• **Exercise requirements**: Rewrite all the records below in full, keeping their requests unchanged, including the sample polygons. Shift each answer by adding 76 to every coordinate number in it.

[Lines of data]
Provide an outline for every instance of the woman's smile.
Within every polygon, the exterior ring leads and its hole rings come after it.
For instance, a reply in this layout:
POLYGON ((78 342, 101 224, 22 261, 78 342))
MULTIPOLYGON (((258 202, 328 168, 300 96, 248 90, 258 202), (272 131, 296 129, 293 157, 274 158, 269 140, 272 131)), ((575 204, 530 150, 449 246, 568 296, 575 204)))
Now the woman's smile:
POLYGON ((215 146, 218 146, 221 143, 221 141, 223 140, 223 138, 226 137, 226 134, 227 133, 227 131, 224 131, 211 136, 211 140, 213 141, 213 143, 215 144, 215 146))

• **Solution to this exercise**:
Provide an outline for every instance of the woman's smile.
Within every polygon, the exterior ring leads and its hole rings come after it.
For instance, a reply in this layout:
POLYGON ((78 342, 101 224, 22 261, 78 342))
MULTIPOLYGON (((258 202, 328 168, 300 96, 248 90, 258 202), (272 131, 296 129, 293 157, 274 158, 269 140, 272 131)), ((575 204, 530 150, 449 246, 568 296, 575 204)))
Now the woman's smile:
POLYGON ((291 222, 294 222, 297 219, 297 217, 299 216, 299 214, 302 213, 302 210, 303 209, 303 207, 300 207, 287 212, 287 216, 289 217, 289 219, 291 220, 291 222))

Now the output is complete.